TASK DETAILS:
Below are some entries; can you quote all of them exactly?

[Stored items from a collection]
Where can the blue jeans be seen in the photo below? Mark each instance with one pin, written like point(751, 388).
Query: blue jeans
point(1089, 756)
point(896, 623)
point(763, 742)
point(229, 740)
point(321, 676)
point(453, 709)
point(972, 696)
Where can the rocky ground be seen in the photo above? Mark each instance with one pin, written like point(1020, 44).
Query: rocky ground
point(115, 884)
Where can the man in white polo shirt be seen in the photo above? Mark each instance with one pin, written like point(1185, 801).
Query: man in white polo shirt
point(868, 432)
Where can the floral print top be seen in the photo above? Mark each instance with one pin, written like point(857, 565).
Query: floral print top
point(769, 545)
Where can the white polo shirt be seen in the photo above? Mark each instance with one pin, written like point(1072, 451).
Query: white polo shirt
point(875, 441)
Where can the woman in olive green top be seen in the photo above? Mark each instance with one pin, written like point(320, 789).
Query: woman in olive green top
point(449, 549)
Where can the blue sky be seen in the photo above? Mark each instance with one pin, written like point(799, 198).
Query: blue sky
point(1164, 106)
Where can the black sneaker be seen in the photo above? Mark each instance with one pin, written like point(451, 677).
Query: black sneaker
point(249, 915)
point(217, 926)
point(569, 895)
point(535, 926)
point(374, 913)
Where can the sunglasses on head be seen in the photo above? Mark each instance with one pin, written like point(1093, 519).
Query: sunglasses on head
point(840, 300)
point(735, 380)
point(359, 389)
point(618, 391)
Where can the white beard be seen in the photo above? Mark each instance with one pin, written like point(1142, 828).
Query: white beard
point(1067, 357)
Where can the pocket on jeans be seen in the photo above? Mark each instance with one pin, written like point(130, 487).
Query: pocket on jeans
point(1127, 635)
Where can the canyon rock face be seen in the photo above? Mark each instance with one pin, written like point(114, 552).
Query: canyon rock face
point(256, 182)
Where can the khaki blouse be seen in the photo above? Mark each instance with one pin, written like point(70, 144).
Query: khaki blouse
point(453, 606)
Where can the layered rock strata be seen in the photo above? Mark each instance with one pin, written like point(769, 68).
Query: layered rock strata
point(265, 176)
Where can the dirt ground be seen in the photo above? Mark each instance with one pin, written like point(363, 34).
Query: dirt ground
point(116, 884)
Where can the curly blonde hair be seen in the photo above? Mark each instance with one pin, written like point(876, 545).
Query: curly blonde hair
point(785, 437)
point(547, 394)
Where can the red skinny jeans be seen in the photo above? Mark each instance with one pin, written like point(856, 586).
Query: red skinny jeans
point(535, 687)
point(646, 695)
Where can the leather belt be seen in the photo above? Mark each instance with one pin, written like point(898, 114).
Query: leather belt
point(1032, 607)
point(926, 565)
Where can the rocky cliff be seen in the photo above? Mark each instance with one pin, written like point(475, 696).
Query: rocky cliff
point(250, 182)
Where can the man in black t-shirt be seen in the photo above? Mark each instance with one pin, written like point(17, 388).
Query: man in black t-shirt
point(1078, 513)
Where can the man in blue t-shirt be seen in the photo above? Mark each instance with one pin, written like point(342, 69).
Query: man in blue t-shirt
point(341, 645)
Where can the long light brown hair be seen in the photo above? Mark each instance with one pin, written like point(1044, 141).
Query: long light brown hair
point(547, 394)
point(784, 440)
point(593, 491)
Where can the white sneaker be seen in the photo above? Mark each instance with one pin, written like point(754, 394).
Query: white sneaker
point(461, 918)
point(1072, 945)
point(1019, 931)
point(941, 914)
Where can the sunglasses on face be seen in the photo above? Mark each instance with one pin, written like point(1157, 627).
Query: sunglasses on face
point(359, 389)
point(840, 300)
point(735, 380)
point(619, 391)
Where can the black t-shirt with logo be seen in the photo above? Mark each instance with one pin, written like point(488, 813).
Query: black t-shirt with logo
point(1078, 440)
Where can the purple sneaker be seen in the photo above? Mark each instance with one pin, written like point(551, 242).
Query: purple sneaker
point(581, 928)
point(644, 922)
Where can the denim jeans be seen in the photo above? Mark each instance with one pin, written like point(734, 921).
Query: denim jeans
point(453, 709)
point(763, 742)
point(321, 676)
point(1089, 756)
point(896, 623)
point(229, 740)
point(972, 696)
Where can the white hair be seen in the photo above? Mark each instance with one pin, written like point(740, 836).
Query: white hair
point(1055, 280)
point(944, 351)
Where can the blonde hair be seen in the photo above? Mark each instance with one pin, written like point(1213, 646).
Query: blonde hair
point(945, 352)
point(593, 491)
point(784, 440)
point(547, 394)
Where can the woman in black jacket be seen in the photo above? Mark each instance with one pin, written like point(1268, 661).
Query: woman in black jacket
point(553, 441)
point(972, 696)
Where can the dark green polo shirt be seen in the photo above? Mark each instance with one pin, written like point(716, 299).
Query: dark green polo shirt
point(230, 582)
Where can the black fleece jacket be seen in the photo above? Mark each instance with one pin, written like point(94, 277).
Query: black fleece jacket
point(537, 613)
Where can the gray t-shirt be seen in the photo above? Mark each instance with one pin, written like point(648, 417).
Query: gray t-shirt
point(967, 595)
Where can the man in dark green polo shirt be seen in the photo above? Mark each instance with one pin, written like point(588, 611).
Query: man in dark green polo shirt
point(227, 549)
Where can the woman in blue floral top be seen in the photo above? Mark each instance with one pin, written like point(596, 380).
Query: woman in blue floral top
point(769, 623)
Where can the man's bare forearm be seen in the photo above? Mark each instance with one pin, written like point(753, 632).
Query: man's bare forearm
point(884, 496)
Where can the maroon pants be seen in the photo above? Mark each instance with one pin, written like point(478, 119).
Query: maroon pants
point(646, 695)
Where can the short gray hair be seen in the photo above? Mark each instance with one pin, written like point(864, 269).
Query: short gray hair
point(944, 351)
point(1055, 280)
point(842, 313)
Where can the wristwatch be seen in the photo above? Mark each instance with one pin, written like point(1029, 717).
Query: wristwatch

EXERCISE RESPONSE:
Where can the blue jeans be seen in the photo below? Mark each instance with one pin, written like point(751, 388).
Query: blue jeans
point(1089, 756)
point(896, 623)
point(763, 742)
point(229, 740)
point(321, 676)
point(453, 709)
point(972, 696)
Where can the rocky ground be seen in the photo above? Mark each instance with one pin, written like point(1020, 44).
Query: rocky ground
point(115, 884)
Where can the man in white polo shirt be seen in the photo above? Mark each instance with one pin, written like point(1185, 801).
Query: man in white polo shirt
point(868, 432)
Where can the floral print top be seen in the photo above? Mark each instance with one pin, written like point(857, 565).
Query: floral print top
point(769, 545)
Where can the white polo shirt be seen in the photo above? Mark each instance with one pin, written like point(1072, 451).
Query: white polo shirt
point(875, 441)
Where can the woman in olive green top be seen in the photo above? Mark each instance with one pin, written like point(320, 789).
Query: woman in olive green top
point(449, 549)
Where can the blue sky be seen in the photo above? Mark each instance with one pin, written like point(799, 198).
Query: blue sky
point(1164, 106)
Where can the black sneaker be seen in the photo above? Mark each instance with one pin, written like point(451, 677).
Query: black sneaker
point(249, 915)
point(217, 926)
point(569, 895)
point(535, 926)
point(374, 913)
Where can the sunglasses on head be seen in the photo above? Mark each instance with one pin, written like point(1093, 519).
Query: sunglasses on head
point(840, 300)
point(735, 380)
point(359, 389)
point(618, 391)
Where can the white beard be seen in the photo above? Mark each instance with one pin, written like point(1142, 828).
Query: white beard
point(1067, 357)
Where can the pocket on jeans be seen in the photo above? Mark each instance with one pin, written like point(130, 487).
Query: pocket on jeans
point(1127, 635)
Where can the canyon rock face be seen in the photo above? Mark each instance with one pin, written like point(114, 552).
Query: canyon rock face
point(256, 182)
Where can the khaki blouse be seen in the photo above? Mark each instance with one pin, written like point(70, 144).
Query: khaki blouse
point(453, 606)
Where can the layered rock strata be seen in the photo above? Mark each instance with one pin, written like point(769, 68).
Query: layered rock strata
point(265, 176)
Where can the dirt ground be seen in the photo above? Mark each instance with one pin, written like point(363, 34).
Query: dirt ground
point(116, 884)
Where can the curly blonde hair be seen in the photo above? Mark each instance with one pin, written like point(876, 545).
Query: curly blonde hair
point(785, 437)
point(547, 394)
Where can the red skinny jeans be seen in the photo above? Mark each instance with one pin, written like point(856, 586).
Query: red skinny jeans
point(535, 687)
point(646, 695)
Where can the leather belt be seen in the photo above? Mark each instance with one pin, written like point(898, 114).
Query: leather belt
point(1032, 607)
point(926, 565)
Where can the rocky cliff be seen in the photo above? Mark each instance with one pin, written like point(475, 696).
Query: rocky cliff
point(250, 182)
Where can the man in black t-shirt be seen in the photo above? Mark each instance with one pin, written like point(17, 388).
Query: man in black t-shirt
point(1078, 513)
Where can the man in blue t-shirt be seen in the photo above? Mark each instance with one pin, written like point(342, 69).
Query: man in blue t-shirt
point(341, 645)
Where can the long light brown hair be seen in the photo above? Mark each instance with one pin, written like point(1044, 141).
Query: long light brown hair
point(547, 394)
point(784, 440)
point(593, 491)
Where can the white sneaker be seen in the photo above? Mark each instance with one pin, written like point(754, 394).
Query: white sneaker
point(461, 918)
point(1072, 945)
point(1019, 931)
point(941, 914)
Where can the sunglasses on face be seen in the photo above? Mark each instance with one pin, written like point(1157, 627).
Query: sunglasses on face
point(359, 389)
point(840, 300)
point(735, 380)
point(619, 391)
Where can the black t-shirt with logo be seen in the photo above? Mark each instance with one pin, written like point(488, 813).
Query: black t-shirt with logo
point(1078, 440)
Where can the purple sneaker be seen in the photo above? Mark each instance with one pin, written like point(551, 242).
Query: purple sneaker
point(581, 928)
point(644, 922)
Where can the denim jeans be seen in the photo above? Mark each instance with one pin, written like point(734, 921).
Query: denim jeans
point(453, 709)
point(763, 742)
point(321, 676)
point(1089, 756)
point(896, 623)
point(229, 740)
point(972, 696)
Where can the white hair be seen in the photo above? Mark each instance with one pin, written like point(740, 836).
Query: white hair
point(1055, 280)
point(944, 351)
Where can the blonde hair be seen in the photo above? Mark each instance with one pin, written like point(1213, 646).
Query: blonde hair
point(945, 352)
point(593, 491)
point(784, 440)
point(547, 394)
Where can the woman in black jacket be seen in the photo above? Mark each instance with one pin, written like point(1268, 661).
Query: woman in black jacket
point(553, 441)
point(972, 696)
Where can the dark green polo shirt be seen in the photo above? Mark each instance with one pin, written like point(716, 299).
Query: dark green polo shirt
point(230, 582)
Where can the black fleece jacket be seen in the photo above? Mark each instance with one pin, written like point(94, 277).
Query: black fleece jacket
point(537, 613)
Where can the gray t-shirt be seen in the photo above? Mark each instance with one pin, written like point(648, 417).
Query: gray t-shirt
point(967, 595)
Where can the man in dark green polo shirt be seen in the photo above? Mark each instance with one pin, written like point(588, 611).
Query: man in dark green polo shirt
point(227, 549)
Where can the woman in blue floral top be seen in the photo above? Mark each instance with one pin, written like point(596, 380).
Query: woman in blue floral top
point(769, 623)
Where can the man's bare forearm be seen in the photo above? Mark each instance with one pin, written like point(753, 632).
Query: man's bare forearm
point(884, 496)
Where can the maroon pants be seen in the photo above? Mark each instance with one pin, written like point(478, 119).
Query: maroon pants
point(646, 695)
Where can the short gray hair be seen in the photo above? Mark each instance with one pin, written like point(864, 269).
Query: short gray hair
point(944, 351)
point(1055, 280)
point(842, 313)
Where can the wristwatch be seen in the photo above? Mark each instance with one pin, written like point(1029, 717).
Query: wristwatch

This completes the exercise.